• Texto fornecido:
________________________________________
O segundo tema é o III Programa Nacional de Direitos Humanos (PNDH3). Aqui houve importante recuo do governo Lula em relação às diretrizes originais para a comunicação constantes da primeira versão do PNDH3 [Decreto nº 7.037, de 21 de Dezembro de 2009]. Menos de cinco meses depois, novo decreto [Decreto nº. 7.177 de 12 de maio de 2010] alterou o anterior e, no que se refere especificamente ao direito à comunicação: (a) manteve a ação programática (letra a) da Diretriz 22 que propõe “a criação de marco legal, nos termos do art. 221 da Constituição, estabelecendo o respeito aos Direitos Humanos nos serviços de radiodifusão (rádio e televisão) concedidos, permitidos ou autorizados”; (b) exclui as eventuais penalidades previstas no caso de desrespeito às regras definidas; e (c) exclui também a letra d, que propunha a elaboração de “critérios de acompanhamento editorial” para a criação de um ranking nacional de veículos de comunicação.
Avanços
Neste capítulo estão reunidos dez artigos sobre a descentralização das verbas de publicidade oficial e a realização da 1ª. Conferência Nacional de Comunicação, CONFECOM. Não estão especificamente discutidos, todavia, dois importantes avanços alcançados no período.
________________________________________
• Dados armazenados:
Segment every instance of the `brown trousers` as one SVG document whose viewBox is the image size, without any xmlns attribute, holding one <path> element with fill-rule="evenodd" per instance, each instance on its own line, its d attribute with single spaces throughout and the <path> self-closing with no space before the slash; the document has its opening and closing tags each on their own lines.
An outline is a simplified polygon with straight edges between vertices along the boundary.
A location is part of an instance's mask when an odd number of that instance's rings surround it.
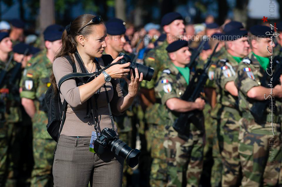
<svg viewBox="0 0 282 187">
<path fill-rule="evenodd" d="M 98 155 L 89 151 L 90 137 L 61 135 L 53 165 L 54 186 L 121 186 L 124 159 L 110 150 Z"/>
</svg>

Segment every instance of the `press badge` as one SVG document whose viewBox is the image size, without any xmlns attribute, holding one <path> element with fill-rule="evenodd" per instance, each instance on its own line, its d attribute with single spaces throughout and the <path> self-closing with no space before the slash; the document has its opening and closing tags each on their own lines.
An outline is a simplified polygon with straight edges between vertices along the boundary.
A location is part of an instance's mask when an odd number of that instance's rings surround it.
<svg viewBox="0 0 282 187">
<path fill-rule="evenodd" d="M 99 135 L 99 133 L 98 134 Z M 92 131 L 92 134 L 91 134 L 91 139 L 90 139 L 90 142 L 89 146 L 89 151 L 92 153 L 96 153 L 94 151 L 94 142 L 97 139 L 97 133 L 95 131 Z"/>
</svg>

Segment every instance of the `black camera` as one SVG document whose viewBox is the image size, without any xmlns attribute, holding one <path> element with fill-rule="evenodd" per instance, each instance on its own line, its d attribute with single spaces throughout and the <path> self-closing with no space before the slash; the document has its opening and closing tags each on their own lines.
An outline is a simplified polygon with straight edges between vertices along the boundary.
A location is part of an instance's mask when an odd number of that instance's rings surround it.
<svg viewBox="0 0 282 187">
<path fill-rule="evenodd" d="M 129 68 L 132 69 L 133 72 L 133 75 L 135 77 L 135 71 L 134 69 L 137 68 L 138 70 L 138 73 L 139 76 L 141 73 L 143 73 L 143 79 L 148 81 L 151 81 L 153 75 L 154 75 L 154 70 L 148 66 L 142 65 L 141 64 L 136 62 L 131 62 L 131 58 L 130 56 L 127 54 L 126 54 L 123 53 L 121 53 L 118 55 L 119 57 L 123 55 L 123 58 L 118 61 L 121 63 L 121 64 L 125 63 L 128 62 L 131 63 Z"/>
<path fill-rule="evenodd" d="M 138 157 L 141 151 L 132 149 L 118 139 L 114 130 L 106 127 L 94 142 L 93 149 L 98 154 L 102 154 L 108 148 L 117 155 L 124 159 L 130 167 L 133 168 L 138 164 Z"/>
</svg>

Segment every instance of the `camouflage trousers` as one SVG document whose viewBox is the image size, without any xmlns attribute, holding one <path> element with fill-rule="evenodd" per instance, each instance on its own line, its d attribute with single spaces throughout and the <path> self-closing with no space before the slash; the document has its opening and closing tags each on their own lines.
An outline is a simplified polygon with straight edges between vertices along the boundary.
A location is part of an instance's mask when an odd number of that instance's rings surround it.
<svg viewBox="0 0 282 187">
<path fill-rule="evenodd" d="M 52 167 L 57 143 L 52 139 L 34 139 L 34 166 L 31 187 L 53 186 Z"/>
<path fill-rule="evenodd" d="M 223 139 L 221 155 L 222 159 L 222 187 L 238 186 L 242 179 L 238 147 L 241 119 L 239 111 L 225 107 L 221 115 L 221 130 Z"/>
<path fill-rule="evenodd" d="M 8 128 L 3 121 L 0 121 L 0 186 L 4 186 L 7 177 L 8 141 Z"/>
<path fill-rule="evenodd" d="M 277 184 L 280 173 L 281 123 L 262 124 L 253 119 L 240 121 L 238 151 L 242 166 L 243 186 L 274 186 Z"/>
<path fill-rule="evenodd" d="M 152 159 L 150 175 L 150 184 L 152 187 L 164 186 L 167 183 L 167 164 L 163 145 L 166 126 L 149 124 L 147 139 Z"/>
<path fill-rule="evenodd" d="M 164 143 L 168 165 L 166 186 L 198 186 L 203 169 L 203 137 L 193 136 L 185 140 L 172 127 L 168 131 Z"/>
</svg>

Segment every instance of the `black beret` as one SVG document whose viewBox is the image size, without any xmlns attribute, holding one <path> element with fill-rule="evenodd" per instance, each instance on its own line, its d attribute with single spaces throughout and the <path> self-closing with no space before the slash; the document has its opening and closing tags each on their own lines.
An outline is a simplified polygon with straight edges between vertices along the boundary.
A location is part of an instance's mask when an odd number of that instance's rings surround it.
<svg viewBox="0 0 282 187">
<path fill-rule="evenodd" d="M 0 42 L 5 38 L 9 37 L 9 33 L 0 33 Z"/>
________________________________________
• Pedido escrito:
Por favor, responda às perguntas abaixo com base no texto fornecido sobre o PNDH3.
1. Qual decreto trouxe a primeira versão do PNDH3?
2. O que propunha a letra d, excluída pelo novo decreto?
3. Quantos artigos estão reunidos no capítulo, e sobre quais assuntos?

• Solução do problema:
1. O Decreto nº 7.037, de 21 de dezembro de 2009.
2. A elaboração de "critérios de acompanhamento editorial" para a criação de um ranking nacional de veículos de comunicação.
3. Dez artigos, sobre a descentralização das verbas de publicidade oficial e a realização da 1ª Conferência Nacional de Comunicação (CONFECOM).